_Activity_
Give an exact copy of every entry.

_Stored data_
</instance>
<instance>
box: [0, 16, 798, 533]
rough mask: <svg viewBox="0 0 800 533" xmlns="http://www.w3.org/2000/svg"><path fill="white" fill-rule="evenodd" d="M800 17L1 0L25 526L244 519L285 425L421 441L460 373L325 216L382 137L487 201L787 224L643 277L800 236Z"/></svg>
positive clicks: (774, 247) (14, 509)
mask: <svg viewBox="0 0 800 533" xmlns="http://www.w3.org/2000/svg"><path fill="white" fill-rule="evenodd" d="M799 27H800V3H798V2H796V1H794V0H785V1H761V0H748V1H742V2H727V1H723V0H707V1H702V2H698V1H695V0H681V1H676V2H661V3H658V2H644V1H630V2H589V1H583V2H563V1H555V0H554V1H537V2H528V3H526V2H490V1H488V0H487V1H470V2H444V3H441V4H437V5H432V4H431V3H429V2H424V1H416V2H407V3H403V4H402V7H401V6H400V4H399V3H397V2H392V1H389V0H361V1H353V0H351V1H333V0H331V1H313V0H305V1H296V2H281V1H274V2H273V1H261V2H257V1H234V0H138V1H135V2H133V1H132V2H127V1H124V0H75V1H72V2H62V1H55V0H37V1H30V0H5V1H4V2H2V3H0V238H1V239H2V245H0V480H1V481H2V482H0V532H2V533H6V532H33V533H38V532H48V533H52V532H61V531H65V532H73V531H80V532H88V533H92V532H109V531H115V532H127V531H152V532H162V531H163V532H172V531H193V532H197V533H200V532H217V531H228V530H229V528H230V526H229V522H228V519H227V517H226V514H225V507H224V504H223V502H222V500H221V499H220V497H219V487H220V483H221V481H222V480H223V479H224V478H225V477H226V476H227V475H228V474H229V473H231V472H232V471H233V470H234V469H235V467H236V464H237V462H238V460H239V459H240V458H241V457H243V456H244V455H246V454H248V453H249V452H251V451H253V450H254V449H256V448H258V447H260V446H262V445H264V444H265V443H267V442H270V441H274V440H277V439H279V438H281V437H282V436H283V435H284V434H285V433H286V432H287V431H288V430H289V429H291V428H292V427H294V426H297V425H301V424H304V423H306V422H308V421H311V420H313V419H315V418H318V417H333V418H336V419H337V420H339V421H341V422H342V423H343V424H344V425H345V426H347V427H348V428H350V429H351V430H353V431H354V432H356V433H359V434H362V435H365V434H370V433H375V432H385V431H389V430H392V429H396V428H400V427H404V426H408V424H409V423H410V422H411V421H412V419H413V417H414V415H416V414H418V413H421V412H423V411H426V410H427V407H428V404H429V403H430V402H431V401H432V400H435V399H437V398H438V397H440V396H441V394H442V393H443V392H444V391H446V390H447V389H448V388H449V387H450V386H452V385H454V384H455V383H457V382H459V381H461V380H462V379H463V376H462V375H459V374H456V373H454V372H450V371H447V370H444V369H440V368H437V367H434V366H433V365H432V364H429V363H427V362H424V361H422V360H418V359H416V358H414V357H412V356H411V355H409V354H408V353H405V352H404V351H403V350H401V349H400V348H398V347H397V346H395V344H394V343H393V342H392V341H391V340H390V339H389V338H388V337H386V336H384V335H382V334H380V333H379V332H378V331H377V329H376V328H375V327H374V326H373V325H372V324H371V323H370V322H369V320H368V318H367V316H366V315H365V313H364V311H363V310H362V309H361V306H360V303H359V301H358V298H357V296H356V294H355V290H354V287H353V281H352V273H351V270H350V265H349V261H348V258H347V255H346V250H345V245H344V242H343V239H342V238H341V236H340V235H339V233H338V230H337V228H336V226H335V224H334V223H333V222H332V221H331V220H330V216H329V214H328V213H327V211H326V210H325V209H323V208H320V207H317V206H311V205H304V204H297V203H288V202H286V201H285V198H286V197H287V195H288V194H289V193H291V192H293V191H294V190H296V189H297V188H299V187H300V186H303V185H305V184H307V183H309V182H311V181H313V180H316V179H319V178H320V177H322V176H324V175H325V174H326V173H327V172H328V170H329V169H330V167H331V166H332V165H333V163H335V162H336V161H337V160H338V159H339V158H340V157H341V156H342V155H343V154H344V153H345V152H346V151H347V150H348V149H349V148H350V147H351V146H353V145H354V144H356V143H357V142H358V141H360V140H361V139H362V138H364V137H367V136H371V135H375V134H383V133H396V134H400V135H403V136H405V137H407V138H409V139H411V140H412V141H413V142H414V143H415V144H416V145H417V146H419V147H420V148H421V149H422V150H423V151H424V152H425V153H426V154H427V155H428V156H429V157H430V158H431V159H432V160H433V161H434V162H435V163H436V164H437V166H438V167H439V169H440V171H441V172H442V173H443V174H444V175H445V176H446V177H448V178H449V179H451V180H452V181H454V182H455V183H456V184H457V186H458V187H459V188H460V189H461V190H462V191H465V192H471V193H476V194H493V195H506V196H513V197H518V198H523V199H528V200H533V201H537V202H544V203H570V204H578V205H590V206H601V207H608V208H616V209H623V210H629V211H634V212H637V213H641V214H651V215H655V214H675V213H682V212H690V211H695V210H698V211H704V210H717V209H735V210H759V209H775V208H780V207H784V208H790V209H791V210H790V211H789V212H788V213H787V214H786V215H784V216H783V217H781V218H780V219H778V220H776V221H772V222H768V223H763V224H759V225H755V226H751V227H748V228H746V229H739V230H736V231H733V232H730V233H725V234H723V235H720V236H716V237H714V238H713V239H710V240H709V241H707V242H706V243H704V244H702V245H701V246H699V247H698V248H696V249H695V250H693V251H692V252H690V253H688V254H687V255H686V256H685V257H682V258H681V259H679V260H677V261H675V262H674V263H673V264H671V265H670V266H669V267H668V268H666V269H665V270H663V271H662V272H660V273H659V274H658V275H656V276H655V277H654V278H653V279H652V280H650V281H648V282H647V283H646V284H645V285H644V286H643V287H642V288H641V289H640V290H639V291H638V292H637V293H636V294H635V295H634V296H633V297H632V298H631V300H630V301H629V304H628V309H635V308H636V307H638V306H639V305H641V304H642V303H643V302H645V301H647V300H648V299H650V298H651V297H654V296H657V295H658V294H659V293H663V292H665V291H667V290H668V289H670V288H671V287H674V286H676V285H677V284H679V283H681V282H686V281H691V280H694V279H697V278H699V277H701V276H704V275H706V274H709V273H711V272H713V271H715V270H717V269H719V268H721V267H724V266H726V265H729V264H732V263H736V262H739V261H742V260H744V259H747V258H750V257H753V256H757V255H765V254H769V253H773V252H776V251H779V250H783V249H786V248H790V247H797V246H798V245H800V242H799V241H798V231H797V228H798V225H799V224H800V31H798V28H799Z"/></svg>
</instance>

_Result of the exercise_
</instance>
<instance>
box: [0, 16, 798, 533]
rough mask: <svg viewBox="0 0 800 533" xmlns="http://www.w3.org/2000/svg"><path fill="white" fill-rule="evenodd" d="M800 17L1 0L25 526L244 519L285 425L421 441L460 373L325 216L382 137L487 201L787 224L643 277L800 236Z"/></svg>
positive clicks: (774, 247) (14, 509)
mask: <svg viewBox="0 0 800 533" xmlns="http://www.w3.org/2000/svg"><path fill="white" fill-rule="evenodd" d="M799 27H800V3H798V2H796V1H794V0H785V1H761V0H748V1H742V2H727V1H723V0H707V1H702V2H698V1H695V0H681V1H676V2H661V3H658V2H644V1H630V2H589V1H583V2H563V1H555V0H554V1H537V2H528V3H526V2H490V1H488V0H487V1H470V2H444V3H441V4H437V5H432V4H431V3H429V2H424V1H416V2H407V3H403V4H402V7H401V6H400V4H399V3H397V2H392V1H389V0H361V1H353V0H351V1H333V0H331V1H313V0H305V1H296V2H281V1H274V2H273V1H261V2H257V1H234V0H138V1H135V2H133V1H132V2H127V1H124V0H75V1H72V2H62V1H55V0H37V1H30V0H5V1H4V2H2V3H0V238H1V239H2V245H0V480H1V481H2V482H0V532H2V533H6V532H33V533H38V532H48V533H52V532H61V531H65V532H73V531H80V532H88V533H92V532H109V531H115V532H127V531H152V532H162V531H163V532H172V531H193V532H197V533H200V532H217V531H228V530H229V528H230V526H229V522H228V519H227V517H226V514H225V507H224V504H223V502H222V500H221V499H220V497H219V487H220V483H221V481H222V480H223V479H224V478H225V477H226V476H227V475H228V474H229V473H231V472H232V471H233V470H234V469H235V467H236V464H237V462H238V460H239V459H240V458H241V457H243V456H244V455H246V454H248V453H249V452H251V451H253V450H254V449H256V448H258V447H260V446H262V445H264V444H265V443H267V442H270V441H274V440H277V439H279V438H281V437H282V436H283V435H284V434H285V433H286V432H287V431H288V430H289V429H291V428H292V427H294V426H297V425H301V424H304V423H306V422H308V421H311V420H313V419H315V418H318V417H333V418H336V419H337V420H339V421H341V422H342V423H343V424H344V425H345V426H347V427H348V428H350V429H351V430H353V431H354V432H356V433H359V434H362V435H365V434H370V433H375V432H385V431H389V430H392V429H396V428H400V427H404V426H408V424H409V423H410V422H411V421H412V419H413V417H414V415H416V414H418V413H421V412H423V411H426V410H427V407H428V404H429V403H430V402H431V401H432V400H435V399H437V398H438V397H440V396H441V394H442V393H443V392H444V391H446V390H447V389H448V388H449V387H450V386H452V385H454V384H455V383H457V382H459V381H461V380H462V379H463V376H462V375H459V374H456V373H454V372H450V371H447V370H444V369H440V368H437V367H434V366H433V365H432V364H429V363H427V362H424V361H422V360H418V359H416V358H414V357H412V356H411V355H409V354H408V353H405V352H404V351H403V350H401V349H400V348H398V347H397V346H395V344H394V343H393V342H392V341H391V340H390V339H389V338H388V337H386V336H384V335H382V334H380V333H379V332H378V331H377V329H376V328H375V327H374V326H373V325H372V324H371V323H370V322H369V320H368V318H367V316H366V315H365V313H364V311H363V310H362V309H361V306H360V303H359V301H358V298H357V296H356V294H355V290H354V287H353V281H352V273H351V270H350V265H349V261H348V258H347V255H346V250H345V245H344V242H343V239H342V238H341V236H340V235H339V233H338V230H337V228H336V226H335V224H334V223H333V222H332V221H331V220H330V216H329V214H328V213H327V211H326V210H325V209H323V208H320V207H317V206H311V205H304V204H297V203H288V202H286V201H285V198H286V197H287V195H288V194H289V193H291V192H293V191H294V190H296V189H297V188H299V187H300V186H303V185H305V184H307V183H309V182H311V181H313V180H316V179H319V178H320V177H322V176H324V175H325V174H326V173H327V172H328V170H329V169H330V167H331V166H332V165H333V163H335V162H336V161H337V160H338V159H339V158H340V157H341V156H342V155H343V154H344V153H345V152H346V151H347V150H348V149H349V148H350V147H351V146H353V145H354V144H356V143H357V142H358V141H360V140H361V139H362V138H364V137H367V136H371V135H375V134H383V133H396V134H400V135H403V136H405V137H407V138H409V139H411V140H412V141H413V142H414V143H415V144H416V145H417V146H419V147H420V148H421V149H422V150H423V151H424V152H425V153H426V154H427V155H428V156H429V157H430V158H431V159H432V160H433V161H434V162H435V163H436V164H437V166H438V167H439V169H440V171H441V172H442V173H443V174H444V175H445V176H446V177H448V178H449V179H451V180H452V181H454V182H455V183H456V184H457V186H458V187H459V188H460V189H461V190H462V191H465V192H471V193H476V194H493V195H506V196H513V197H518V198H523V199H528V200H533V201H537V202H544V203H570V204H578V205H590V206H601V207H608V208H616V209H623V210H629V211H634V212H637V213H641V214H651V215H655V214H675V213H682V212H690V211H695V210H698V211H704V210H717V209H735V210H759V209H775V208H780V207H784V208H790V209H791V210H790V211H789V212H788V213H787V214H786V215H784V216H783V217H781V218H780V219H778V220H776V221H772V222H768V223H763V224H759V225H755V226H751V227H748V228H746V229H739V230H736V231H733V232H730V233H725V234H723V235H720V236H716V237H714V238H713V239H710V240H709V241H707V242H706V243H704V244H702V245H701V246H699V247H698V248H696V249H695V250H693V251H692V252H690V253H688V254H687V255H686V256H685V257H682V258H681V259H679V260H677V261H675V262H674V263H673V264H671V265H670V266H669V267H668V268H666V269H665V270H663V271H662V272H660V273H659V274H658V275H656V276H655V277H654V278H653V279H652V280H650V281H648V282H647V283H646V284H645V285H644V286H643V287H642V288H641V289H640V290H639V291H638V292H637V293H636V294H635V295H634V296H633V297H632V298H631V300H630V301H629V304H628V309H635V308H636V307H638V306H639V305H641V304H642V303H643V302H645V301H647V300H648V299H650V298H651V297H654V296H657V295H658V294H659V293H663V292H665V291H667V290H668V289H670V288H671V287H674V286H676V285H677V284H679V283H681V282H686V281H691V280H694V279H697V278H699V277H701V276H704V275H706V274H709V273H711V272H713V271H715V270H717V269H719V268H721V267H724V266H726V265H729V264H732V263H736V262H739V261H742V260H744V259H747V258H750V257H753V256H757V255H765V254H769V253H773V252H776V251H779V250H783V249H786V248H790V247H797V246H798V245H800V242H799V241H798V231H797V228H798V225H799V224H800V31H798V28H799Z"/></svg>
</instance>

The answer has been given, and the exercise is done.